EXERCISE PASSAGE –
NEW YORK (Reuters Health) – During the first year of life, infants who have positive skin tests for hen's egg, cow's milk or both are at a higher risk of developing adult asthma, UK researchers report.
Dr. Richard Sporik from Poole Hospital, and colleagues collected data on 100 infants of atopic parents. The children were examined and skin prick tests and IgE measurements were taken yearly for the first 5 years. Bronchial hyperresponsiveness was measured when the subjects were 11 and 22 years of age. Of the 100 in the initial cohort, 73 were followed for 5 years, 67 for 11 years and 63 for 22 years.
Among the 23 adult subjects who reported wheezing in the past year, 15 had signs of bronchial hyperresponsiveness, indicating that these subjects were asthmatic.
Twenty-eight percent of the subjects exhibited wheeze before 2 years of age, but this was not significantly linked to developing adult asthma or adult wheezing (odds ratio 0.9) the researchers found.
The only independent predictor of adult asthma that emerged from the data was a positive skin test to hen's egg or cow's milk during the first year of life (odds ratio 10.7, p = 0.001), the UK team reports in the November issue of the Journal of Allergy and Clinical Immunology.
A positive test had a sensitivity of 57% and a specificity of 89%, Dr. Sporik and colleagues note. "The relatively low sensitivity (57%) indicates that many adult asthmatic subjects will not exhibit this early marker, but because of the low numbers, the estimation of sensitivity was not very reliable," they add.
"Overall, these results suggest that skin prick testing at 1 year of age merits further study as a marker of persistent adult asthma. At present, any therapeutic interventions in young children will need to be carefully balanced between potential benefits and the intrusiveness of the therapeutic program."

STUDY MATERIAL –
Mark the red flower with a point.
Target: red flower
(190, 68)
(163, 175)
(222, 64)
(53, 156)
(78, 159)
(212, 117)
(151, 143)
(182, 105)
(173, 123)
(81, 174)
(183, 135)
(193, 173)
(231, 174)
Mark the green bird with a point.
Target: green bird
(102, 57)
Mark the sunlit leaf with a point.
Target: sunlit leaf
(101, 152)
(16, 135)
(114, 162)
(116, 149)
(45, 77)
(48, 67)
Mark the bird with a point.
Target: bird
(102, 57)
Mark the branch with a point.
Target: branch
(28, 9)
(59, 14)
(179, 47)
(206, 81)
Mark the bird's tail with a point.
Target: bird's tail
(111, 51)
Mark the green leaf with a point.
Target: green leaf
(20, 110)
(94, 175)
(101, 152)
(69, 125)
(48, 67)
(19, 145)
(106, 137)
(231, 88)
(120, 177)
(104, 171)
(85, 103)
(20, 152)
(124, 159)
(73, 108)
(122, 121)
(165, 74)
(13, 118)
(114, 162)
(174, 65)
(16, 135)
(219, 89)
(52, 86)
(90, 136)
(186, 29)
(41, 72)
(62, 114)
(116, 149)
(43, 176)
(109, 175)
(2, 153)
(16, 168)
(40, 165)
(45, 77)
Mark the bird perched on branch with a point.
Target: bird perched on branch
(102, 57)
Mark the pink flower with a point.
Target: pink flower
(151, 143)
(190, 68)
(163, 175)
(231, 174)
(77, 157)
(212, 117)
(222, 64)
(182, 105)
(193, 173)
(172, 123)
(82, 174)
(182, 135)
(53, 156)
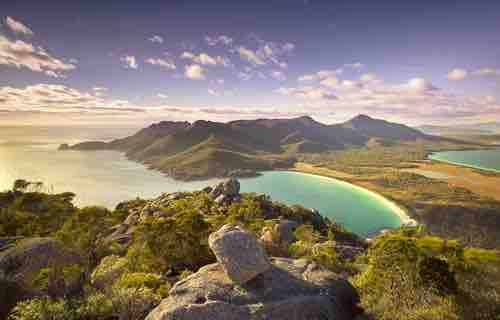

EXERCISE DETAILS –
Answer these questions from the asthma report:
1. How many infants were in the initial cohort?
2. How many subjects were followed for 22 years?
3. What specificity did a positive skin test have?
The listing has no connection to the asthma report.

EXERCISE SOLUTION –
1. 100
2. 63
3. 89%